DO THIS>
What do the lines say from the one containing "Can you find the wispy" to the end of the records? Restate them word for word, and only those.
-- begin --
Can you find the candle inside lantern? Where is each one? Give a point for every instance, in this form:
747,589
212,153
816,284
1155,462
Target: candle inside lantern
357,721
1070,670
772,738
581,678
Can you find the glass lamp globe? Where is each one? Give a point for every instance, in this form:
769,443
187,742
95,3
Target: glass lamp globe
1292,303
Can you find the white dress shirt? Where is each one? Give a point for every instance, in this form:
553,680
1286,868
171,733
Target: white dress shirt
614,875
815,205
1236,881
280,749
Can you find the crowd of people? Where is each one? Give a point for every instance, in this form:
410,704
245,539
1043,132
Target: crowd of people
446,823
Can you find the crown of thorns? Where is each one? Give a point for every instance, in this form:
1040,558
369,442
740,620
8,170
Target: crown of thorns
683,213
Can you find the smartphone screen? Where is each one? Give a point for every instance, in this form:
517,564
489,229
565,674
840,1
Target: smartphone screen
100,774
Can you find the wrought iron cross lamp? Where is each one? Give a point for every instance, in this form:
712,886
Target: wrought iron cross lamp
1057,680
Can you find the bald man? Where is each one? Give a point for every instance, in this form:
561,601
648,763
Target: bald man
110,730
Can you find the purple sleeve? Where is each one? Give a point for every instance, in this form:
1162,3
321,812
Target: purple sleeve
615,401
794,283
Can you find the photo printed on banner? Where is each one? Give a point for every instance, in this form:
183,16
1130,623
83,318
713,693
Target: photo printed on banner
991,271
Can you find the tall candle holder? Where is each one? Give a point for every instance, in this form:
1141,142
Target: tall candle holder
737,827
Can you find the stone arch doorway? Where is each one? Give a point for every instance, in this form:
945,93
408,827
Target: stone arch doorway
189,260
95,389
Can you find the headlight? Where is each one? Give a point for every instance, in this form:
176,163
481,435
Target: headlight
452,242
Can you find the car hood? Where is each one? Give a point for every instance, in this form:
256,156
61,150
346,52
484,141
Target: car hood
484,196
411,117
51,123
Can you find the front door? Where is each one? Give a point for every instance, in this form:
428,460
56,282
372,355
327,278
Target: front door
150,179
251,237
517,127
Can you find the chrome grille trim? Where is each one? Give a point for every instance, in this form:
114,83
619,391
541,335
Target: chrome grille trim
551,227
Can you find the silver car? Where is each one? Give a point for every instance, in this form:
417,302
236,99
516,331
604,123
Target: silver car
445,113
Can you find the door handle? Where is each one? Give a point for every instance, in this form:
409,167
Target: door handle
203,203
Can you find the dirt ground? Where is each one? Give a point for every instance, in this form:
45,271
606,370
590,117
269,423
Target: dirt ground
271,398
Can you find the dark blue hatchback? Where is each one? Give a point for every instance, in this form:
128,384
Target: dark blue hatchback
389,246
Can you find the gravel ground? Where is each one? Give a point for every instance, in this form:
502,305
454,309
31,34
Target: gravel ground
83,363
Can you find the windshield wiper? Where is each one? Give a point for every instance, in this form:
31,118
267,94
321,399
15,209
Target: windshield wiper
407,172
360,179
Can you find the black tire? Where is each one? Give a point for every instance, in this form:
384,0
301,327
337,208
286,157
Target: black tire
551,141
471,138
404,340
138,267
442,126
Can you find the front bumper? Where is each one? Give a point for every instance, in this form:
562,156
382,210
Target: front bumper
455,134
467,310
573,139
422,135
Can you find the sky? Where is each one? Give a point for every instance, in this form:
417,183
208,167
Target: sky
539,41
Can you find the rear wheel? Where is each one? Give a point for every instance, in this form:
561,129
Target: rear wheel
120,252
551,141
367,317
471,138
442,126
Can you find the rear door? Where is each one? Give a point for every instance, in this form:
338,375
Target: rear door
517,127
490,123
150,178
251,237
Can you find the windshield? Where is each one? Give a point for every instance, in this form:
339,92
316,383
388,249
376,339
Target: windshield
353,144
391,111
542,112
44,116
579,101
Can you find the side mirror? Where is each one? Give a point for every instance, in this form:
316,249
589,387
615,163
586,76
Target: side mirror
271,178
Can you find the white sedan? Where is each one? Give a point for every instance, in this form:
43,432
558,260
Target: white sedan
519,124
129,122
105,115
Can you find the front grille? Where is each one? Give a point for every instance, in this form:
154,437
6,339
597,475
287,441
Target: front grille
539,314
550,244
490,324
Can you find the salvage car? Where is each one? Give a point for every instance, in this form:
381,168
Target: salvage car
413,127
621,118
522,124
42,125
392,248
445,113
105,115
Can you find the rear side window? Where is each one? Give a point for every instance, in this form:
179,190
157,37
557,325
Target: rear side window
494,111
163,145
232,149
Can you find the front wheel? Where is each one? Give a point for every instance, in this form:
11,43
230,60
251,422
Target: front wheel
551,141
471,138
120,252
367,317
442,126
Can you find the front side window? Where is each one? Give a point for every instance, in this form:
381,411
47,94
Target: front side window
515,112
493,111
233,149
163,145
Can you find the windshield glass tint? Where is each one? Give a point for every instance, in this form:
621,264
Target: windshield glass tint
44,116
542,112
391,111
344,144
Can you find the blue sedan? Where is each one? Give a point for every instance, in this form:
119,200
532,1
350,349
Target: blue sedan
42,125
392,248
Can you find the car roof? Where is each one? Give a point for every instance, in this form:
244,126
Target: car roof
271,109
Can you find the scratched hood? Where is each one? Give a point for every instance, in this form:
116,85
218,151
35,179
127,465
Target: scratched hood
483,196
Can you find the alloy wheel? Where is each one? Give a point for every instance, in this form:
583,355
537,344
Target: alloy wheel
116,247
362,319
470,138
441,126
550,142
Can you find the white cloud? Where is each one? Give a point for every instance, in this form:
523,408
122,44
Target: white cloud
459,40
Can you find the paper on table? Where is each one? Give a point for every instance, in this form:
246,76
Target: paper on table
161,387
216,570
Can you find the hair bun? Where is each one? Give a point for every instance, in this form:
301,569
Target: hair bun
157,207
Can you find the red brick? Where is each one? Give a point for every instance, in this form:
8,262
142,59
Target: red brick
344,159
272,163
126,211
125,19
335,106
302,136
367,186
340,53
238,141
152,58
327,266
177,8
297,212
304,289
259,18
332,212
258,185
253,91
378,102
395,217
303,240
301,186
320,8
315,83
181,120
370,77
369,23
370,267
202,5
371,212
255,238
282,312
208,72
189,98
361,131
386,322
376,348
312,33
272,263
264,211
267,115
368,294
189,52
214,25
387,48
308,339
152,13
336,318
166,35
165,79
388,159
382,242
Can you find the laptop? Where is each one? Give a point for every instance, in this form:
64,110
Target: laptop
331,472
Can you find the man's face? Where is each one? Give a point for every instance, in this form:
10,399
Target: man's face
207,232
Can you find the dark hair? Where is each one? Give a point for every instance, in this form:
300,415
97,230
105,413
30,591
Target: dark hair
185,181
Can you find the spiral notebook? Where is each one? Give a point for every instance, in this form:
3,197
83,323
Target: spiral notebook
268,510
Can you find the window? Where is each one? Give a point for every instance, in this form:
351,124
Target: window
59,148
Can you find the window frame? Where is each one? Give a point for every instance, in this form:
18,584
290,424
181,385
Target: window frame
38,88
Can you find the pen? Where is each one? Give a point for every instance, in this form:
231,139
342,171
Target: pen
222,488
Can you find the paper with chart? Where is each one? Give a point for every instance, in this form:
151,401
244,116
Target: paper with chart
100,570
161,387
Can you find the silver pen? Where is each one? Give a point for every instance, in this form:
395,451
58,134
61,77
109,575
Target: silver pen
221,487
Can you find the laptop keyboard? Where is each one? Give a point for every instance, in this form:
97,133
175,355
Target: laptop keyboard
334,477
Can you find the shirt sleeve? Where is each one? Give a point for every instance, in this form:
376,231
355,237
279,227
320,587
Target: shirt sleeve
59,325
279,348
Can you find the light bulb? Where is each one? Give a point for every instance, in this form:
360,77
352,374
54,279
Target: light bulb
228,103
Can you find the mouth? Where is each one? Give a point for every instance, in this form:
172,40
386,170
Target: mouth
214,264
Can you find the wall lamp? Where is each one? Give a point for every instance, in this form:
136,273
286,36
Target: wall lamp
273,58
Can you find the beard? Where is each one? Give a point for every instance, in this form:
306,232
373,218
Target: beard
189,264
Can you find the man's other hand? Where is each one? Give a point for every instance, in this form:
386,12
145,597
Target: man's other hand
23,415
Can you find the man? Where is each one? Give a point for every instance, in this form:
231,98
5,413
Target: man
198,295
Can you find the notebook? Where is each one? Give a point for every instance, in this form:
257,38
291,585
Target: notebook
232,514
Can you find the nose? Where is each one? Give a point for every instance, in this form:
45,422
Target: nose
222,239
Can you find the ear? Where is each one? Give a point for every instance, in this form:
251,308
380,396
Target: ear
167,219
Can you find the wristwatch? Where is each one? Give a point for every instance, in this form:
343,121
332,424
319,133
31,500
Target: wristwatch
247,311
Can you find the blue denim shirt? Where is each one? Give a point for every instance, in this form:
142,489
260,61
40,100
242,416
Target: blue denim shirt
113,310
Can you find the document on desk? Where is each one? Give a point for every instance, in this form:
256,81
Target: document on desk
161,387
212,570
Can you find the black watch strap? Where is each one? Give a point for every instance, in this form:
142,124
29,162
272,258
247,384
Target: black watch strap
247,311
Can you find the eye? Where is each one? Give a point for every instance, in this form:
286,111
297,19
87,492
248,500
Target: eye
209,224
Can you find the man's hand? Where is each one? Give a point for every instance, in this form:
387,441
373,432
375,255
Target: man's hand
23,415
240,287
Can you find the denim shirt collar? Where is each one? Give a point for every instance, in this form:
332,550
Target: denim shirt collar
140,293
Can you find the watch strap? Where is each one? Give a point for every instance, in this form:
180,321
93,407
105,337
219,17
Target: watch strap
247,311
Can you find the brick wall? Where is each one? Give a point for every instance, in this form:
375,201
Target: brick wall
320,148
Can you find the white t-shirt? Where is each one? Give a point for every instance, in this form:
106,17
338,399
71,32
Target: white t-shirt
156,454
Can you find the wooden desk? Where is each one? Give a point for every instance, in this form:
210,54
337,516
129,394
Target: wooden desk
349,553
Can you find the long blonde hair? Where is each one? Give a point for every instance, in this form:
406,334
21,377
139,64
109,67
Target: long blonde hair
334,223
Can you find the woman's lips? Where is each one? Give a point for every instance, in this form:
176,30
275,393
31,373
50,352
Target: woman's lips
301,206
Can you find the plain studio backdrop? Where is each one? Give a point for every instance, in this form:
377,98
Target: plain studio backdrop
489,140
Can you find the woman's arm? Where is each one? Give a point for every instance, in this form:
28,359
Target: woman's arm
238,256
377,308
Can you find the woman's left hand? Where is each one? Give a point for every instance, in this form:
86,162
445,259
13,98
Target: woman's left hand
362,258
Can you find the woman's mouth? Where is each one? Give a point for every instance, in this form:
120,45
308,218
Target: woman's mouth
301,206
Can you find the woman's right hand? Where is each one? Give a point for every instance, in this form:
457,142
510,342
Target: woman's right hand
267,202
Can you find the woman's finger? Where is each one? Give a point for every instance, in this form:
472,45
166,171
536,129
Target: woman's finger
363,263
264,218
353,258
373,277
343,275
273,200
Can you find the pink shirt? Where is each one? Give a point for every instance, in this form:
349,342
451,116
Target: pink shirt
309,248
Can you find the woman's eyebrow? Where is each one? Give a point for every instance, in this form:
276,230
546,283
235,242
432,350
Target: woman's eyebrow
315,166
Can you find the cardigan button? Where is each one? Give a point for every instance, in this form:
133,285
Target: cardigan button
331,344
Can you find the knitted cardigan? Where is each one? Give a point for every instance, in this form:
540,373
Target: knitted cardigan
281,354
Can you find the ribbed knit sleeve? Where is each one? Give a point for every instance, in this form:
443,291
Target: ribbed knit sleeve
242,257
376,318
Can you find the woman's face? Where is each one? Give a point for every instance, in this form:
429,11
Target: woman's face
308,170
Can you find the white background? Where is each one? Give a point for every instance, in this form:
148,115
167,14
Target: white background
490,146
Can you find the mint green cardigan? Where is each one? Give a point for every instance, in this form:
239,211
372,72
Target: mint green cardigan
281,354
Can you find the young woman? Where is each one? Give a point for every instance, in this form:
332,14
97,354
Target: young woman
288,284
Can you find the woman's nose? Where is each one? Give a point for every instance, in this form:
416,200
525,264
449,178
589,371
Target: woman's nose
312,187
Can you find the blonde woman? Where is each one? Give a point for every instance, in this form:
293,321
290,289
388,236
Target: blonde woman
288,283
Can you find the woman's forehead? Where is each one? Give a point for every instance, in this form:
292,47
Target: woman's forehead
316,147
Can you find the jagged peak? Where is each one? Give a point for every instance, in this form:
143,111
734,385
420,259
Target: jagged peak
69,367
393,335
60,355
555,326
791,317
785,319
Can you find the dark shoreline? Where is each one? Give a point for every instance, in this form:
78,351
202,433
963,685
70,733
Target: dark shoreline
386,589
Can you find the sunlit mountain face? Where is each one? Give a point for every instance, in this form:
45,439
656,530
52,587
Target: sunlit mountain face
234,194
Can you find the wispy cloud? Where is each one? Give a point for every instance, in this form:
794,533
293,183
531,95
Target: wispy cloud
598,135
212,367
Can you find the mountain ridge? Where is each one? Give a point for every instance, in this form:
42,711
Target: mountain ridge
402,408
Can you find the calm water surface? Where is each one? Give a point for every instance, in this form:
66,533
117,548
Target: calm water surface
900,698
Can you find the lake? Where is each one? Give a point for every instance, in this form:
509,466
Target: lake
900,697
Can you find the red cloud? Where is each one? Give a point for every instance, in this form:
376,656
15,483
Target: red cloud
-- end --
EXPECTED ANSWER>
Can you find the wispy cloud? Where is each one? Give a point for every instance, in this form:
794,533
293,183
531,95
Target: wispy cloud
598,135
212,367
Can you find the mountain ridge? Where is each one? Give a point for every instance, in this form:
42,711
Target: mountain ridge
402,408
Can you find the calm water surface? Where is each one? Give a point for every instance, in this form:
66,533
117,548
Target: calm water surface
900,698
Can you find the lake? Where is each one? Give a point for every instance, in this form:
509,466
Target: lake
900,697
Can you find the red cloud? Where is each one? Give a point for every instance, in this form:
376,656
15,483
Target: red cloud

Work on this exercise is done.